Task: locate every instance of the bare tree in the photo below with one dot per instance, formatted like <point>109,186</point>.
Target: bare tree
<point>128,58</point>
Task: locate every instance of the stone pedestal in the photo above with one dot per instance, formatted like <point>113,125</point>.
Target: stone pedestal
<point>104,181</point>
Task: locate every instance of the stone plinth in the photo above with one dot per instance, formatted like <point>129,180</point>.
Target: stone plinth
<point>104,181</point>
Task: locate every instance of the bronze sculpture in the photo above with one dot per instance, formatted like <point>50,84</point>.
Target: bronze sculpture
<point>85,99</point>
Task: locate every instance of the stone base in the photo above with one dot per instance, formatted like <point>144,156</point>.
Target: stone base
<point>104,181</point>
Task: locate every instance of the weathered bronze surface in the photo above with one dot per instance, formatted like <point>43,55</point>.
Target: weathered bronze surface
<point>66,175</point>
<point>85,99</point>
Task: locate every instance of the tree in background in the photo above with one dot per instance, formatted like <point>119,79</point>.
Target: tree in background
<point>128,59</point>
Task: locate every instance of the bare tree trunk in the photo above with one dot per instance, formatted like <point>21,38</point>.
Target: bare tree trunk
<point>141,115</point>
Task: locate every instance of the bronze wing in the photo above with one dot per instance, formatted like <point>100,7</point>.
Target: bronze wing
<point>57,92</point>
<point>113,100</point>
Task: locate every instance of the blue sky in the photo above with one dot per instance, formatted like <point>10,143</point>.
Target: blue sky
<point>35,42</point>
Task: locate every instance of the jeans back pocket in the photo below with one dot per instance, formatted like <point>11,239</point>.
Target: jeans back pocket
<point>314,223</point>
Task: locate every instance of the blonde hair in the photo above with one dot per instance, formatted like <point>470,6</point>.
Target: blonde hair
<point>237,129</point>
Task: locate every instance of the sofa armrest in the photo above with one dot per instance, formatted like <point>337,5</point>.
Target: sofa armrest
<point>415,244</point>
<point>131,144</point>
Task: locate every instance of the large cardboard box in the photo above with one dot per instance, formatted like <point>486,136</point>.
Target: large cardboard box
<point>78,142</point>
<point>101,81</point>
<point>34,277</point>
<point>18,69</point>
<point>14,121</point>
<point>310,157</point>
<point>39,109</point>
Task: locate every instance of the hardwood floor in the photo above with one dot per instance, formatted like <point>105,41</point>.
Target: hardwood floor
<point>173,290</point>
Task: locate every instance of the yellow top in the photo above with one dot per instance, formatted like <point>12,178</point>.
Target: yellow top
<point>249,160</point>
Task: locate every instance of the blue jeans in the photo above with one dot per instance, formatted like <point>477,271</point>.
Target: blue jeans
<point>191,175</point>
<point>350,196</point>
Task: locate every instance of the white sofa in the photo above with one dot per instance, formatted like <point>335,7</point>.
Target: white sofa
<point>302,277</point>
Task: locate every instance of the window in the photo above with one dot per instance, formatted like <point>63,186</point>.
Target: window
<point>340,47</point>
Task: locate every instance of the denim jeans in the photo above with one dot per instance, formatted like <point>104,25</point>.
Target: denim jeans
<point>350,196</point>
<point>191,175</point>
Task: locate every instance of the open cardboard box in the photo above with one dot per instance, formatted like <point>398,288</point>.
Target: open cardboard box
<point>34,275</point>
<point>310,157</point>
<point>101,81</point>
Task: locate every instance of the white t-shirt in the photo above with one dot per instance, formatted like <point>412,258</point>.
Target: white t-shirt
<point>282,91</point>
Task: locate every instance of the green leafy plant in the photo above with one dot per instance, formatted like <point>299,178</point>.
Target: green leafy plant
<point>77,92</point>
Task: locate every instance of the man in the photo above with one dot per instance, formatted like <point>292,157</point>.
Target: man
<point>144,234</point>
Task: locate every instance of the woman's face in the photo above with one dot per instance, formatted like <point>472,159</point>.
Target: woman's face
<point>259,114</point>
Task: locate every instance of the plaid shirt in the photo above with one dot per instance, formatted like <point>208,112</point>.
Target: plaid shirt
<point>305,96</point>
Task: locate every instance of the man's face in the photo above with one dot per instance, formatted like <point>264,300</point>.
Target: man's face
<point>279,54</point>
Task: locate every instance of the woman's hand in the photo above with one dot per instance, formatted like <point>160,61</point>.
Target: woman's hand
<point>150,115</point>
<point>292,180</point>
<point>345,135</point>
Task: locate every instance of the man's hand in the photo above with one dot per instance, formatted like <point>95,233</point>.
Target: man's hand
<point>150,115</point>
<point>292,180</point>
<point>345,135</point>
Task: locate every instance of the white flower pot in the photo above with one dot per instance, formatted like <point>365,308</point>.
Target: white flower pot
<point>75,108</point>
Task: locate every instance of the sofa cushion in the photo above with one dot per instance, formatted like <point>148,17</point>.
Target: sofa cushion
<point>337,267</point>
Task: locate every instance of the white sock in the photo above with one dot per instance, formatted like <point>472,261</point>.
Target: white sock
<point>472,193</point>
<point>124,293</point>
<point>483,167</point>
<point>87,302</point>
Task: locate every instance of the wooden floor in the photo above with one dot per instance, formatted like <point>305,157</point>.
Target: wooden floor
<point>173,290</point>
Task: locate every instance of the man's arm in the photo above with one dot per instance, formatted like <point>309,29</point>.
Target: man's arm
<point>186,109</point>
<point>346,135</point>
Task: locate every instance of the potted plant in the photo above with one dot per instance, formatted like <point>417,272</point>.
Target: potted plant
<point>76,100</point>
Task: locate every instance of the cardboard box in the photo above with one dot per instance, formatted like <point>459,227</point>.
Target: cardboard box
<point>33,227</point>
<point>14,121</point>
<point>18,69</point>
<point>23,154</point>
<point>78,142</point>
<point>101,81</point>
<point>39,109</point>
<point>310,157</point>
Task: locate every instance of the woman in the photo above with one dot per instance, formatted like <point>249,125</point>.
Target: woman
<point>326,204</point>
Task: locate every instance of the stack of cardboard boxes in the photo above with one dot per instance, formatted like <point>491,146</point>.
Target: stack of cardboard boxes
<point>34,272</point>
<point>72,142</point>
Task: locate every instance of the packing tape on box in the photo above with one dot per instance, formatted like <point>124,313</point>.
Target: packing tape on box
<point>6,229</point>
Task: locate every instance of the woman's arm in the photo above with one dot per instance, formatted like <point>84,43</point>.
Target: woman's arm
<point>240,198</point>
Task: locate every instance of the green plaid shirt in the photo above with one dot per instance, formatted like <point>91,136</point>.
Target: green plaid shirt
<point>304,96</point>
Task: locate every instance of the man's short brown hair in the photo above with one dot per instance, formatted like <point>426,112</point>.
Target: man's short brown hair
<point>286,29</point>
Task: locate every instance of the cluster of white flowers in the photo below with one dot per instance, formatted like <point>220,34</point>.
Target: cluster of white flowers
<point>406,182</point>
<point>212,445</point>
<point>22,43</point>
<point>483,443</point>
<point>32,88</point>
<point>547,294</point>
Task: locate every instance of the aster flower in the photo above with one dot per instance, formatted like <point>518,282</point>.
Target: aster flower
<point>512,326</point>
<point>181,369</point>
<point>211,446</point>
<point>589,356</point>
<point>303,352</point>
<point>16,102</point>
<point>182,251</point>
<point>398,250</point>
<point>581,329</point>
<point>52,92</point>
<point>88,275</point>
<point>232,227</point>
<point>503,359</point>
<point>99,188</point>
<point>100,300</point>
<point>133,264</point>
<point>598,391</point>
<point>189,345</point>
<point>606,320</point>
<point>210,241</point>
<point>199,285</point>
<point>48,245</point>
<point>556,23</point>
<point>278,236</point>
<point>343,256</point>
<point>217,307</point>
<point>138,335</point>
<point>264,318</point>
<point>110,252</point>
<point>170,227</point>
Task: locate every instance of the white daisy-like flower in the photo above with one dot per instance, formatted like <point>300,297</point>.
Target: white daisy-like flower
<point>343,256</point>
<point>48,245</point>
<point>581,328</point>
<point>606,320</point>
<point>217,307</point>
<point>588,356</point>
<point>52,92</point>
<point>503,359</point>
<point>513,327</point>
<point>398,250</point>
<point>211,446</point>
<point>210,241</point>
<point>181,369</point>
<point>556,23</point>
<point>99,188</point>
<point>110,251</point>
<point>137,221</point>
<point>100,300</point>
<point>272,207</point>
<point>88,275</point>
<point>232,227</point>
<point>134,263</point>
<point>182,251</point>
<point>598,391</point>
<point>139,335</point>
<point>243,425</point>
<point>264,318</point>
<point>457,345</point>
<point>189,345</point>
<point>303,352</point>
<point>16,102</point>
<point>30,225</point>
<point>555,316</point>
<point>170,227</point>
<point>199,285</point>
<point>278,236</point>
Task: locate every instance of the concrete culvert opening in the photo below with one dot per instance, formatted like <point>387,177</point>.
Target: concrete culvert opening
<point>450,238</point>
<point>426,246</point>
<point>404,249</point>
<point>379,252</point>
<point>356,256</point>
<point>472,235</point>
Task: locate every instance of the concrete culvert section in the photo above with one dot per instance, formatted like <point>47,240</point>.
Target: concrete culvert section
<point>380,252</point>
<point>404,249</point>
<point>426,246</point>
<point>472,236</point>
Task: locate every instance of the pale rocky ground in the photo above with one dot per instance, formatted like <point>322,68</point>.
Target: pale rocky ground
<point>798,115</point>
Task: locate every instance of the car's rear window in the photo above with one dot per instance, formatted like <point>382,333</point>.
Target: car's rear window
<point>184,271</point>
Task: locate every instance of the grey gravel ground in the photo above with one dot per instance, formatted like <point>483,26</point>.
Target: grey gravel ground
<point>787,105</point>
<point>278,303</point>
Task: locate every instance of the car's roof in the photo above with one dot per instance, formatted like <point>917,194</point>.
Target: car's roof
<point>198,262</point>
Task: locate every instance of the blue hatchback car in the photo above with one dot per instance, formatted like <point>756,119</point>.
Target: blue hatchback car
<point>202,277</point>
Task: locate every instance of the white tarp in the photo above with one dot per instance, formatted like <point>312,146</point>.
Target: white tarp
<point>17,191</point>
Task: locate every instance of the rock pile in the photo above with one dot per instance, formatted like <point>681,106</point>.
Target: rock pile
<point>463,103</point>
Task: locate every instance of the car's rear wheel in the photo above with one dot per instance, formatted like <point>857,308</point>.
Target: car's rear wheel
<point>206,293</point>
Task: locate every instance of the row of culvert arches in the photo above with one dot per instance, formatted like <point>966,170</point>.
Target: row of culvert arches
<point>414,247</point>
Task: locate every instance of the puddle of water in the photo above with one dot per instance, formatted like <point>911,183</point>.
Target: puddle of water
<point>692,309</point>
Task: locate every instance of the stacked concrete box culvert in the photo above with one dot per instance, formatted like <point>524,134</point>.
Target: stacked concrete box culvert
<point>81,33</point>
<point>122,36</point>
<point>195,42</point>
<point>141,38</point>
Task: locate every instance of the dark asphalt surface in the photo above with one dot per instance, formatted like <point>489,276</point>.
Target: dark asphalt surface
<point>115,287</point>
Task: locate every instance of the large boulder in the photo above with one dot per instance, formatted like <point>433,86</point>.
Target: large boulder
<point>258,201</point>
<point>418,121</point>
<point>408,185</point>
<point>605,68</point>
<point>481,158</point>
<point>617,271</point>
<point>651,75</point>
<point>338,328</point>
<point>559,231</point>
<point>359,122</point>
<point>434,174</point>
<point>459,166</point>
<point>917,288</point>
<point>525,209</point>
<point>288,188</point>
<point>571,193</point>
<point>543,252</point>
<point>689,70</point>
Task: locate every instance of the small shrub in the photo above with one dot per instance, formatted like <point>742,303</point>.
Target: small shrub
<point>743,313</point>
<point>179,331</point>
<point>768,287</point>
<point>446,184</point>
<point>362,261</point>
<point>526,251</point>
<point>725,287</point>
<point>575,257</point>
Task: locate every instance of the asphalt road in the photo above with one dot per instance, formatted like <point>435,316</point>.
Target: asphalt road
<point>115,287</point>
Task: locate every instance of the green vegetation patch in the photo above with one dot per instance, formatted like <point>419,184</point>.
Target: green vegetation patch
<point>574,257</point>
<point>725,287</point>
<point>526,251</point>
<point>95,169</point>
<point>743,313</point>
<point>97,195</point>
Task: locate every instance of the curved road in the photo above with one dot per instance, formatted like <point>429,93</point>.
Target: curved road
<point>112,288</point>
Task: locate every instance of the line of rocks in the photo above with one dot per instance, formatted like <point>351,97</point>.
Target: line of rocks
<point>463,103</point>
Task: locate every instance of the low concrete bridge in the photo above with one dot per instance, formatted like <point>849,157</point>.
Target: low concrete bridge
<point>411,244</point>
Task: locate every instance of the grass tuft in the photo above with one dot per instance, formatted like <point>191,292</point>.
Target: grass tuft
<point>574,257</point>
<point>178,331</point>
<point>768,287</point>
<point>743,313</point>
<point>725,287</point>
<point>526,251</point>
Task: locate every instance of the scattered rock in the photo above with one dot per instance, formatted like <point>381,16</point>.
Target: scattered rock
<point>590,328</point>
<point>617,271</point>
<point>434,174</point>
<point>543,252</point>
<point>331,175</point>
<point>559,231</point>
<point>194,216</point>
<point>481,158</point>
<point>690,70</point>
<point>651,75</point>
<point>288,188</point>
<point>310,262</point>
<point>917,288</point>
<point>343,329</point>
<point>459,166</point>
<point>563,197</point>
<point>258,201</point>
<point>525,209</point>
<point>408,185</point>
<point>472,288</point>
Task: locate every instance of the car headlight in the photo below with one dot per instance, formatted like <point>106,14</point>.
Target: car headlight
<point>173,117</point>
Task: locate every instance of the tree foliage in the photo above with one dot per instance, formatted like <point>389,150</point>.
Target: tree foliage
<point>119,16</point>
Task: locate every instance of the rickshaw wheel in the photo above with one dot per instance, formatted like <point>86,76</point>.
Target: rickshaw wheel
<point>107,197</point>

● ● ● ● ●

Pouvez-vous recopier sans aucune modification les lignes, en commençant par celle qui contient "Task: locate every instance of the man's short" et en vous arrêtant après celle qui contient "<point>547,294</point>" ?

◆ Réponse
Task: locate every instance of the man's short brown hair in the photo above with one dot per instance, formatted like <point>426,112</point>.
Target: man's short brown hair
<point>286,29</point>
Task: locate every instance of the cluster of white flowers in the photo below with one dot per instance, formatted like <point>220,34</point>.
Target: cluster of white flowers
<point>406,182</point>
<point>212,445</point>
<point>22,43</point>
<point>483,443</point>
<point>32,88</point>
<point>547,294</point>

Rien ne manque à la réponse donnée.